[BEGIN Extracted information]
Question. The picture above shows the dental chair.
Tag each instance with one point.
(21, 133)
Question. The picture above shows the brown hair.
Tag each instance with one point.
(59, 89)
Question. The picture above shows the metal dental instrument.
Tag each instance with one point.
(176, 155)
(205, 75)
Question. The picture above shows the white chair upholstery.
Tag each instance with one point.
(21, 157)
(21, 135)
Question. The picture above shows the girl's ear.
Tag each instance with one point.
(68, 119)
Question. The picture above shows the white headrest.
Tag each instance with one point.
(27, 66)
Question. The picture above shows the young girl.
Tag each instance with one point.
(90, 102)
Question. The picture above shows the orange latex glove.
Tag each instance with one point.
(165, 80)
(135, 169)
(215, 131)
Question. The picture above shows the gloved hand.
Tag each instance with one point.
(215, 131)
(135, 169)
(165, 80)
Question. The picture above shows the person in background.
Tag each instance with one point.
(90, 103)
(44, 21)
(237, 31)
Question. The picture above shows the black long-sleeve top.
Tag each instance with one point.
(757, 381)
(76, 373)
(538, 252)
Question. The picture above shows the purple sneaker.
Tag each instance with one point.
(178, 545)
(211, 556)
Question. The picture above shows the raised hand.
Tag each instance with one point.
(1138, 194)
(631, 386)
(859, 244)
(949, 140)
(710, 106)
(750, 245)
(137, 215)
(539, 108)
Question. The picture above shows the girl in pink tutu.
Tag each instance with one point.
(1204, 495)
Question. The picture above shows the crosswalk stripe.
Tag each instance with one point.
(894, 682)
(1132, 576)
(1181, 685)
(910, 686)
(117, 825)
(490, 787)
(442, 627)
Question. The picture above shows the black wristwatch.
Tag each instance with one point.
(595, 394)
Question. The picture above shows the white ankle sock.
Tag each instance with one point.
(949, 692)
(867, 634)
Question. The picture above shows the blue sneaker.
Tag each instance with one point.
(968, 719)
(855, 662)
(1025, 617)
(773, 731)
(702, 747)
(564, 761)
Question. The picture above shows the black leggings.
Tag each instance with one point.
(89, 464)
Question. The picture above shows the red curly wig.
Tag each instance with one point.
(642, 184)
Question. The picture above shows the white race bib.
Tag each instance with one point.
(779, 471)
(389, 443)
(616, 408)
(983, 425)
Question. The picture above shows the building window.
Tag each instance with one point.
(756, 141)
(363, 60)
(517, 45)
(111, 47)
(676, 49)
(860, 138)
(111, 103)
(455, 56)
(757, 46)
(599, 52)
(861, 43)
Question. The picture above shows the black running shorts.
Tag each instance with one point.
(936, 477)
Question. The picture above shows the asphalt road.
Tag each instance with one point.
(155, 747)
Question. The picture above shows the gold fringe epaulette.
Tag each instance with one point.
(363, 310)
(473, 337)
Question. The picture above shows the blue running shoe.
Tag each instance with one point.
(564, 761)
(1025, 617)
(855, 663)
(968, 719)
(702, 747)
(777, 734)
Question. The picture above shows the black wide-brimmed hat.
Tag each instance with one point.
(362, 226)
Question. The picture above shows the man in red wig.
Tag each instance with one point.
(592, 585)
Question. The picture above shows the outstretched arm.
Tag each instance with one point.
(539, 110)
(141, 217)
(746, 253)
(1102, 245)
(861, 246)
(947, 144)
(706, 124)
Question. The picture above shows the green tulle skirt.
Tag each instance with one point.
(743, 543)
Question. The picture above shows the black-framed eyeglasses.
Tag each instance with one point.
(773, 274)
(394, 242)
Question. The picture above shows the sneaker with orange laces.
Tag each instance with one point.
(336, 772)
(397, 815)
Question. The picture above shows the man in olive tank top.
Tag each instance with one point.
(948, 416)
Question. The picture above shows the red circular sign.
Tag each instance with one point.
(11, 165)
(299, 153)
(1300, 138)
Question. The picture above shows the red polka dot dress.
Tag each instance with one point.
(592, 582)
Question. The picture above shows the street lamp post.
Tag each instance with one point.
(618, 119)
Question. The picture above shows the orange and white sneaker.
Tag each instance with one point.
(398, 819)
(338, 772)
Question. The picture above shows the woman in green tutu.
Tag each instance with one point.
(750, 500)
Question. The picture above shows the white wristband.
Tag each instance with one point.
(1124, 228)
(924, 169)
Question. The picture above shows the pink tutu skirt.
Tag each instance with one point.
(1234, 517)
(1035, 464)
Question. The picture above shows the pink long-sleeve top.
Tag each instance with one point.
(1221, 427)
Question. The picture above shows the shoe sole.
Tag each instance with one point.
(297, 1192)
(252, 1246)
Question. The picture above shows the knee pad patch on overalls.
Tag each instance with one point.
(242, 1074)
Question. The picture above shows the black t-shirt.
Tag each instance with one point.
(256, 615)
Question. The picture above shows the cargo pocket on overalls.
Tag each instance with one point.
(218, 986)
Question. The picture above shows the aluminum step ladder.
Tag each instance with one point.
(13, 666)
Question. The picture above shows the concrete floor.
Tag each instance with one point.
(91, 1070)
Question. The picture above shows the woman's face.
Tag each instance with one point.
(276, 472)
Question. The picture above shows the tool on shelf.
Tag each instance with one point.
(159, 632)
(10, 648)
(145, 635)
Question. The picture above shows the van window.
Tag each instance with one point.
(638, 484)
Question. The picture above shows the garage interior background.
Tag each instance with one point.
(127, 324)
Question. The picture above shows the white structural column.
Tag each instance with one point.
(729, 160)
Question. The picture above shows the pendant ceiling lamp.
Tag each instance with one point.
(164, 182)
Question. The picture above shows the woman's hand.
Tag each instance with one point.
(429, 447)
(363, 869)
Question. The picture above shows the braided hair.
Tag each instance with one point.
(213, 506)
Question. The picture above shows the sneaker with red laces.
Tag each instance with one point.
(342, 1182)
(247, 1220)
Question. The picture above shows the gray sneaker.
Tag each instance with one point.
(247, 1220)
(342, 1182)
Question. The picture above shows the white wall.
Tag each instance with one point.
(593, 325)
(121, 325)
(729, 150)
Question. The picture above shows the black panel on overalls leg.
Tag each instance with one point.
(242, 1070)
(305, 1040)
[END Extracted information]
Exercise prompt:
Once more, set down the full listing, verbatim.

Solved exercise:
Question. The picture above shows the dental chair.
Tag each instance with one point.
(21, 133)
Question. The picture above shows the brown hair.
Tag each instance with one point.
(59, 89)
Question. The picture above shows the metal dental instrument.
Tag each instance with one point.
(176, 155)
(205, 75)
Question. The picture above shows the white chair upholstery.
Tag each instance with one point.
(21, 157)
(21, 135)
Question. The picture above shows the girl's ear.
Tag each instance with one point.
(68, 119)
Question. The picture above shows the white headrest.
Tag each instance with one point.
(27, 66)
Question. The picture above shows the young girl.
Tag each instance with one point.
(90, 102)
Question. The picture above shows the orange latex glove.
Tag each instance with one point.
(165, 80)
(135, 169)
(215, 131)
Question. The picture above shows the gloved hand.
Tag each instance with one point.
(215, 131)
(135, 169)
(165, 80)
Question. The picture above shows the person in background.
Tag each instance with one point.
(90, 103)
(44, 21)
(237, 31)
Question. The picture above shows the black long-sleeve top.
Tag each instance with one point.
(757, 381)
(76, 373)
(538, 252)
Question. The picture above shows the purple sneaker.
Tag each instance with one point.
(178, 545)
(211, 556)
Question. The picture above shows the raised hand.
Tag each instance with one point.
(1138, 194)
(631, 386)
(859, 244)
(949, 140)
(710, 106)
(750, 245)
(137, 215)
(539, 108)
Question. The picture above shows the girl in pink tutu.
Tag each instance with one point.
(1204, 495)
Question. The picture above shows the crosswalk stripe.
Tag each instance with one point.
(894, 682)
(1132, 576)
(1181, 685)
(910, 686)
(117, 825)
(490, 787)
(442, 627)
Question. The picture above shows the black wristwatch.
Tag each instance with one point.
(595, 394)
Question. The picture above shows the white ankle sock.
Tag each instance with one point.
(949, 692)
(867, 634)
Question. The picture above shows the blue sneaker.
Tag each instance with one point.
(968, 719)
(855, 662)
(1025, 617)
(773, 731)
(702, 747)
(564, 761)
Question. The picture above shows the black leggings.
Tag each instance with one point.
(89, 464)
Question. The picture above shows the red curly wig.
Tag each instance with one point.
(642, 184)
Question. The picture above shows the white race bib.
Tag each instance with one point.
(779, 471)
(389, 443)
(616, 408)
(983, 425)
Question. The picture above shows the building window.
Tag each instance with one point.
(756, 141)
(363, 60)
(517, 45)
(111, 47)
(676, 49)
(860, 138)
(111, 103)
(455, 56)
(757, 46)
(599, 52)
(861, 43)
Question. The picture above shows the black running shorts.
Tag each instance with one point.
(936, 477)
Question. The picture above shows the asphalt road.
Tag each instance with one point.
(155, 747)
Question. The picture above shows the gold fringe epaulette.
Tag each instance with one point.
(363, 310)
(473, 337)
Question. The picture above shows the blue running shoe.
Tag each instance with one point.
(564, 761)
(1025, 617)
(855, 663)
(968, 719)
(702, 747)
(777, 734)
Question. The picture above shows the black wide-brimmed hat.
Tag each instance with one point.
(362, 226)
Question. The picture above shows the man in red wig.
Tag each instance with one point.
(592, 585)
Question. The picture above shows the outstretched arm.
Tag each instance with one point.
(539, 110)
(141, 217)
(746, 253)
(1102, 245)
(861, 246)
(947, 144)
(706, 124)
Question. The picture above shows the green tulle skirt.
Tag each instance with one point.
(743, 543)
Question. The picture above shows the black-framed eyeglasses.
Tag each instance with one point.
(773, 274)
(394, 242)
Question. The picture above shows the sneaker with orange laces.
Tag each instance with one point.
(336, 772)
(397, 815)
Question. The picture above shows the man in olive tank top.
Tag each instance with one point.
(948, 416)
Question. The picture above shows the red circular sign.
Tag each instance with one point.
(11, 165)
(299, 153)
(1300, 138)
Question. The picture above shows the red polka dot dress.
Tag each instance with one point.
(592, 582)
Question. The picture above shows the street lamp post.
Tag each instance with one point.
(618, 119)
Question. The picture above shows the orange and white sneaker.
Tag each instance with one point.
(398, 819)
(338, 772)
Question. The picture above shows the woman in green tutu.
Tag each instance with one point.
(750, 500)
Question. The picture above shows the white wristband.
Tag each instance with one point.
(1124, 228)
(924, 169)
Question. The picture above shows the pink tutu skirt.
Tag each instance with one point.
(1234, 517)
(1035, 464)
Question. The picture above shows the pink long-sleeve top.
Tag each instance with one point.
(1221, 427)
Question. The picture above shows the shoe sole.
Tag each instance with one point.
(297, 1192)
(252, 1246)
Question. The picture above shows the knee pad patch on overalls.
Tag each instance with one point.
(242, 1074)
Question. The picture above shows the black t-shirt.
Tag each instance with one point.
(256, 615)
Question. The picture above shows the cargo pocket on overalls.
Tag each instance with one point.
(218, 986)
Question. The picture above shows the aluminum step ladder.
Tag each instance with one point.
(13, 666)
Question. The picture above shows the concrete floor.
Tag each instance with one point.
(91, 1070)
Question. The picture above shows the woman's face.
Tag each instance with one point.
(276, 472)
Question. The picture above shows the tool on shelf.
Tag each instance with one point.
(159, 632)
(10, 648)
(145, 635)
Question. The picture above shows the van window.
Tag each instance with one point.
(638, 484)
Question. The picture above shows the garage interior background.
Tag each instance with one point.
(127, 324)
Question. The picture above shows the white structural column.
Tag each instance with one point.
(729, 160)
Question. The picture above shows the pendant ceiling lamp.
Tag each instance with one point.
(164, 182)
Question. The picture above shows the woman's hand.
Tag each instance with one point.
(429, 447)
(363, 869)
Question. The picture above shows the braided hair.
Tag each instance with one point.
(213, 506)
Question. The picture above shows the sneaker with red laces.
Tag each instance with one point.
(342, 1182)
(247, 1220)
Question. The picture above shows the gray sneaker.
Tag each instance with one point.
(247, 1220)
(342, 1182)
Question. The picture above shows the white wall.
Tag each instance with one point.
(593, 325)
(121, 325)
(729, 150)
Question. The picture above shows the black panel on overalls leg.
Tag each instance with one point.
(242, 1070)
(305, 1040)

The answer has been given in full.